* Directions for this task
Below are entries; copy exactly the lines from the one with "If you could segment every instance of the man's" through the one with "If you could segment every instance of the hat", both included, and leave out the rest.

[Entries taken from a collection]
• • • • • • •

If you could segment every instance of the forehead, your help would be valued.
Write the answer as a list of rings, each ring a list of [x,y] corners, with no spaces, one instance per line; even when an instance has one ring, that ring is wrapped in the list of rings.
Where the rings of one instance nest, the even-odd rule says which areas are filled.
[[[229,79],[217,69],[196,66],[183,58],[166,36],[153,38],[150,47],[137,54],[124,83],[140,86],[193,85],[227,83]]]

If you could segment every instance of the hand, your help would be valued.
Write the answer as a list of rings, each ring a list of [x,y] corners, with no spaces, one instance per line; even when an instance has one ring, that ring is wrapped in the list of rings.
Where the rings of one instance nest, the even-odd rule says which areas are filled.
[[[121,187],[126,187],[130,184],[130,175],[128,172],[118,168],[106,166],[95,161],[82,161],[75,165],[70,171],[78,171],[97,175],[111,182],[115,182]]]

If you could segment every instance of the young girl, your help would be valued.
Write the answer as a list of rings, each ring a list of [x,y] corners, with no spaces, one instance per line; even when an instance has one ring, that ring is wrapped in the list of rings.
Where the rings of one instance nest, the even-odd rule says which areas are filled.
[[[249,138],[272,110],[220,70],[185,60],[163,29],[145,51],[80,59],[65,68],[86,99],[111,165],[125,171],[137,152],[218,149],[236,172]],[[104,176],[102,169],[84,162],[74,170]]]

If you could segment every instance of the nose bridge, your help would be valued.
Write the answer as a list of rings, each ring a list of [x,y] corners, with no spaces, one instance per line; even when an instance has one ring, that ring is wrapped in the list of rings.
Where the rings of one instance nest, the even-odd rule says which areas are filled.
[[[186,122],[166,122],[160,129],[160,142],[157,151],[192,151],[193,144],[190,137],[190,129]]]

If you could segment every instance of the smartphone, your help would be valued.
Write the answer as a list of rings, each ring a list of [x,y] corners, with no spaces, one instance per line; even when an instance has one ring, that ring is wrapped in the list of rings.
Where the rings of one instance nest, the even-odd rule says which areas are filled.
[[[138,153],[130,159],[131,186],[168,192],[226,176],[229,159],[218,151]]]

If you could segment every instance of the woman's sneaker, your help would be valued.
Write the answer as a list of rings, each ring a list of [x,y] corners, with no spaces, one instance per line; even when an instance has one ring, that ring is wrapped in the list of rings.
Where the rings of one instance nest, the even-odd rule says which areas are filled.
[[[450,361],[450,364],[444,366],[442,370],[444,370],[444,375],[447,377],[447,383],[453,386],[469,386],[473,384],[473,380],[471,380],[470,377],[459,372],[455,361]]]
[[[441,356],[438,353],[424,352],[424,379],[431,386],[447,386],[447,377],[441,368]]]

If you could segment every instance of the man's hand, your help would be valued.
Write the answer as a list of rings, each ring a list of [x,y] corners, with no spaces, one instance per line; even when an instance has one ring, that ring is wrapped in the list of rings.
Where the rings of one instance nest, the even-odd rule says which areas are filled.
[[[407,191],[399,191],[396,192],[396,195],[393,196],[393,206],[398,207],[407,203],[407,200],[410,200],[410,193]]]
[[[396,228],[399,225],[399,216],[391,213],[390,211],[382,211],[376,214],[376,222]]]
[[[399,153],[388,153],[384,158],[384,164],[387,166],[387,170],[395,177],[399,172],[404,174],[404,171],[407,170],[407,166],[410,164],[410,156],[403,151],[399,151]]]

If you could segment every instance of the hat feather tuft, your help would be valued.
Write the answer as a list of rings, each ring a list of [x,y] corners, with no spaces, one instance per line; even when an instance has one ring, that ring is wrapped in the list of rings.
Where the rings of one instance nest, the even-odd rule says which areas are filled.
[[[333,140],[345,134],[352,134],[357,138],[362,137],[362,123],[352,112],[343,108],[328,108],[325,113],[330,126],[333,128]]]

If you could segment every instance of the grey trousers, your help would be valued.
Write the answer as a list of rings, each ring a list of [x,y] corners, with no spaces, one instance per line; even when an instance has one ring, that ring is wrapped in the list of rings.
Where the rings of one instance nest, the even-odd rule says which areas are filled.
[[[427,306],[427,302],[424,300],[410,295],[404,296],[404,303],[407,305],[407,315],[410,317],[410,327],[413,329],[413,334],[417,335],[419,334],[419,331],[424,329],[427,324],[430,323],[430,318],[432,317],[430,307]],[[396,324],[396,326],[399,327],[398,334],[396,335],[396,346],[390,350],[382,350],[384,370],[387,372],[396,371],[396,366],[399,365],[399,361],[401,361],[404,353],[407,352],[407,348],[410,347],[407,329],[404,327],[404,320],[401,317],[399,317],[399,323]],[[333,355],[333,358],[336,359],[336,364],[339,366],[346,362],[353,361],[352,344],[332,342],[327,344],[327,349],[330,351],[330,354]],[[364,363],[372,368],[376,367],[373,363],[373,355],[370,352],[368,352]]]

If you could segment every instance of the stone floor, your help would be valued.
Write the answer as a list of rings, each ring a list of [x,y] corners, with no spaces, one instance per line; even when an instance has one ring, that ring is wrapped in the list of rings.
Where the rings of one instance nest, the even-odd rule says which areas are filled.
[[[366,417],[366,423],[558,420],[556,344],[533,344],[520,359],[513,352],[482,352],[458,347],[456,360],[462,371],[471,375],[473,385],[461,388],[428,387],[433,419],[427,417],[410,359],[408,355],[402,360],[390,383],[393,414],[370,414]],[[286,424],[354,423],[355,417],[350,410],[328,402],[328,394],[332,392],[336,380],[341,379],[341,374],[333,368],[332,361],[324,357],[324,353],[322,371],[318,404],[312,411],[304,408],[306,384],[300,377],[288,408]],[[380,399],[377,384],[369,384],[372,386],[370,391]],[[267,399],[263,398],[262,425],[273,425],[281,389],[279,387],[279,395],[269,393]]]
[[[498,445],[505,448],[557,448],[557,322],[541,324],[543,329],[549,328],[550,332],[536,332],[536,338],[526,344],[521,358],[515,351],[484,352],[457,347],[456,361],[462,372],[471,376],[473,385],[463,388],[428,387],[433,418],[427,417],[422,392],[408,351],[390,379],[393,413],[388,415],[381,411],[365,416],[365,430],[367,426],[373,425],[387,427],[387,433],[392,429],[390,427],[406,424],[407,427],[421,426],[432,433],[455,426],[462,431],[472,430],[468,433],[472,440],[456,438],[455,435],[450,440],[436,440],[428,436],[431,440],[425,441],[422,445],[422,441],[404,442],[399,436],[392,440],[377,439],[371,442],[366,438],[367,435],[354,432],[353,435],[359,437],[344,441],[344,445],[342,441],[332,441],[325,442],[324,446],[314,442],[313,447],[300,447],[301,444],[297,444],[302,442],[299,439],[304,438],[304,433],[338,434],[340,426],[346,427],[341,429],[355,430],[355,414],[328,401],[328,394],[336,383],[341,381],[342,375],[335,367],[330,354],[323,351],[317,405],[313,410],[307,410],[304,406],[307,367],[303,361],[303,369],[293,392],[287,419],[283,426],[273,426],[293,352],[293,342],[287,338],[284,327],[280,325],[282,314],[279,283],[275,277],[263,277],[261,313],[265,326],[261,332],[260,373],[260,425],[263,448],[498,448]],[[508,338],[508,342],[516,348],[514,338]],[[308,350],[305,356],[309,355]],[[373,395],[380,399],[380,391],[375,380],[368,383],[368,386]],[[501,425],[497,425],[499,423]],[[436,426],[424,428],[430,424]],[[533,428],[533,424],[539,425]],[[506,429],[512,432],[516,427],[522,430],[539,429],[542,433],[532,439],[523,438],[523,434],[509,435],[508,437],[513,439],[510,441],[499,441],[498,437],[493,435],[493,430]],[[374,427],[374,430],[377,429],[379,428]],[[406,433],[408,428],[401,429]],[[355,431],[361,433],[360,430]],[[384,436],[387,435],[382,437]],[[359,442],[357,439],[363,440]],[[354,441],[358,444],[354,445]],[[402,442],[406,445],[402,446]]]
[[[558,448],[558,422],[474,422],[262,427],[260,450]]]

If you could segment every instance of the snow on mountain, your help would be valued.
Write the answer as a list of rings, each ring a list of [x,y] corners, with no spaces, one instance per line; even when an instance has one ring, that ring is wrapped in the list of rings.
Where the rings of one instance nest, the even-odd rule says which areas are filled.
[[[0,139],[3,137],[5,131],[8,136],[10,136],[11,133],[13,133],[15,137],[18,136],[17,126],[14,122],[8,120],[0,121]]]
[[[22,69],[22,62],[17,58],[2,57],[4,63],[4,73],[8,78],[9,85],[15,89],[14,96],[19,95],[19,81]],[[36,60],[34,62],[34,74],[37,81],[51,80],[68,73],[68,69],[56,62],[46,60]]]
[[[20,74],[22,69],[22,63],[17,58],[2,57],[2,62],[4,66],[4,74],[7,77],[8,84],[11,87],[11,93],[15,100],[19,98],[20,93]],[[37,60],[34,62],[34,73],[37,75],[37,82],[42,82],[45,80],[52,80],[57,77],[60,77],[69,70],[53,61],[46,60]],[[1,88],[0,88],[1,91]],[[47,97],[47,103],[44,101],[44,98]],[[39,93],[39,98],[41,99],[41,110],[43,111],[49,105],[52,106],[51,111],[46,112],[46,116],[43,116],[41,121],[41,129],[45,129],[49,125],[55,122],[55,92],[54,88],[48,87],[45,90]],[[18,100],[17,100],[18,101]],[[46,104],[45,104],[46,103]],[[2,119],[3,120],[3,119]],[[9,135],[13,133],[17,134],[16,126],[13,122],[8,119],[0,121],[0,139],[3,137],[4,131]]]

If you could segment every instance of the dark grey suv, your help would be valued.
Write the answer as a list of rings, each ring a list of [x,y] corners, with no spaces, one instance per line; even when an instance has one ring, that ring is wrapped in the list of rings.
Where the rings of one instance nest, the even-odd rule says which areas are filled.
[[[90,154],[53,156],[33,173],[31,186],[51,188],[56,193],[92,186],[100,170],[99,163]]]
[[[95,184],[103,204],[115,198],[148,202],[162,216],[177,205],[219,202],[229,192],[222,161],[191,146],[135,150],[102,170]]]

• • • • • • •

* Answer section
If you could segment every instance of the man's hand, your help would be valued.
Write the answer as a list of rings, each ring a list of [x,y] corners, with no spaces, one instance per line; even when an instance has one ring, that ring is wrapped in the list of rings.
Where the rings of one instance nest, the even-odd rule says which areas are filled.
[[[407,191],[399,191],[396,192],[396,195],[393,196],[393,206],[398,207],[407,203],[407,200],[410,200],[410,193]]]
[[[396,228],[399,225],[399,216],[391,213],[390,211],[382,211],[376,214],[376,222]]]
[[[399,153],[388,153],[384,158],[384,164],[387,166],[387,170],[395,177],[399,172],[404,174],[404,171],[407,170],[407,166],[410,164],[410,156],[403,151],[399,151]]]

If you could segment every instance of the hat feather tuft, your help would be valued.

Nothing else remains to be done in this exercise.